Extract to read -
+ + + +

Janine Senatore
fence

Biography

I have been working with clay since I was a little kid. I don't even remember the first time I touched it. I feel indebted to the great public school art instructors who first introduced me to clay, the wheel, glazing, wedging, reclaiming clay, all of it. Bill Bell in grade school and the summer workshop I took, when??? 1970, where I was taught how to make pinch pots, slab boxes and vases with hand sculpted heads encircling them. And Percy VanDyke - my high school art teacher who had great plans for me. He taught me how to use the wheel, draw, silkscreen, batik. Many years after I graduated I ran into him at an outdoor concert in my old home town of Hanover, MA. I shyly said hello and asked him if he remembered me. "Of course I remember you Janine. You were the one with all that talent but you didn't know it," he replied. Mr. VanDyke passed away in 2004, a great loss to the town of Hanover. I have no idea what became of Mr. Bell but I still have a bowl he made for me with my name on it (wax resist). I was so lucky to have had them in my life at such a young age. In college I discovered the Dorchester House, in Dorchester, MA, where I could take adult-education classes, with Jean Goldman - a lovely woman and fantastically whimsical sculptress.

After college (on the no-graduation - don't know what I want to be when I grow up plan) came nursing school - well, that's another story. It's impact however was a long dry period away from clay - clomping the hallways of Boston City Hospital, The Brigham, moving to Florida to do hospice, home health, organ transplant and psychiatric nursing from the 89's to the present - but then I discovered a place Hallandale, FL called Pug Dog Pottery. It was then that I resurfaced and got my balance on clay clay-earth again and met Vickie Wydrow who founded Pug Dog. She sadly passed from us all too soon and Eric Evans and Susan Gold took up it's torch and morphed Pug Dog into Fire and Mud Pottery Studio. These folks provided me with a co-operative style studio to work out of for many years. It was more than affordable and I got to meet many sweet, crazy, kind and great people who were also members that I still know today - 14 years later. Fire and Mud closed up shop but Denise Mendez, a former Fire and Mud member, opened up M. I. Y. Ceramics (short for Make It Yourself), in Hollywood, FL in March, '07. I worked out of MIY studio up until April of '09.

+ + + +

Referring expression data:
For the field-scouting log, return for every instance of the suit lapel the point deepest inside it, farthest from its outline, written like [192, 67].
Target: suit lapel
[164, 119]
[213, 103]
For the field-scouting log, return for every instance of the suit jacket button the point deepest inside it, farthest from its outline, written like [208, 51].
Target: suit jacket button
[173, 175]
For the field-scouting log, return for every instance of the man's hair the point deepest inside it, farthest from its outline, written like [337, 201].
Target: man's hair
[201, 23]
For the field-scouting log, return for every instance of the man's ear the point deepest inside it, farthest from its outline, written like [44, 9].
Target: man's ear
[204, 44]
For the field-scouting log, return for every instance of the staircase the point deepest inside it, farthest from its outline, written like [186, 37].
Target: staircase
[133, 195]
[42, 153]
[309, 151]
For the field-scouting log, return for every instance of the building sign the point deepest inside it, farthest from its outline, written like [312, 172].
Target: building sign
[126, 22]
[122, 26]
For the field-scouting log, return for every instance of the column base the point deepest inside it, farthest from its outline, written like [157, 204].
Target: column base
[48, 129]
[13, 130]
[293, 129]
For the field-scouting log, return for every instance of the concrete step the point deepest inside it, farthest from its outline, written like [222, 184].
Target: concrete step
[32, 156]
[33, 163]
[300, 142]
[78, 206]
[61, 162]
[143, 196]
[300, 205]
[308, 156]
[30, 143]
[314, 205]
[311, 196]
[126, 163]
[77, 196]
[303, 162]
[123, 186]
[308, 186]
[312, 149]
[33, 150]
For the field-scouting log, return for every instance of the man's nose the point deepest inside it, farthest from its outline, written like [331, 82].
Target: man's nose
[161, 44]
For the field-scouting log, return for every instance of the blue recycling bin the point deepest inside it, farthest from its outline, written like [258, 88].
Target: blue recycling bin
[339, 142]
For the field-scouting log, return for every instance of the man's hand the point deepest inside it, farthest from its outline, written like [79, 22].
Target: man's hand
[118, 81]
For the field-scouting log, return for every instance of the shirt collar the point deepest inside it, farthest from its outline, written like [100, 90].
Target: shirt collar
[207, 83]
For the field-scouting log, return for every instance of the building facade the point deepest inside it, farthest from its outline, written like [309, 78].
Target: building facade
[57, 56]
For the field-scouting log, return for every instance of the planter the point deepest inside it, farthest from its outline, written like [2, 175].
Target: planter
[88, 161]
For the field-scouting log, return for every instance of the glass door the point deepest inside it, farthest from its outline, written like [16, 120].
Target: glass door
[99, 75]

+ + + +

Brief 1 -
According to the clay biography, what caused the writer's long period away from clay? Answer in one to three sentences.
Brief 2 -
Carry on the clay biography from its final sentence.
The listing comes from a separate source and is unrelated to the biography.

Answer area 1 -
Nursing school and the nursing career that followed kept the writer away from clay. That career meant working the hallways of Boston City Hospital and The Brigham, then moving to Florida to do hospice, home health, organ transplant and psychiatric nursing.

Answer area 2 -
In the summer of '07 I headed west to the infamous Tuscarora Pottery School in Tuscarora, NV and attended the summer workshops given by Ben Parks. OMG, two full weeks in the middle of Tuscaora and Independence Mountains and sagebrush to throw, throw, throw. And learn, not just from Ben who is an amazing potter (and also a nurse! Go figure) in his own right, but from Jerry Hendershot and Vickie Mixer. Jerry and Vickie are high school art teachers in Boise, ID and Orange County, CA respectively. In Tuscarora I was also lucky to meet artists Jan Kelly and little Dorothy Peters (don't even try to keep up with her on the hike up Mount Blitzen). Again, meeting fab folks via clay. It was so fun and intense at that workshop (and the food so delish) that I returned in '08. I got to do cone 10 reduction work and more raku, which I hadn't done since Fire and Mud days in '03-'05. My work took big leaps of improvement each time I attended those workshops. Tuscarora made me realize the importance of exposing myself to the influence of other artists and retreating back to nature and wilderness.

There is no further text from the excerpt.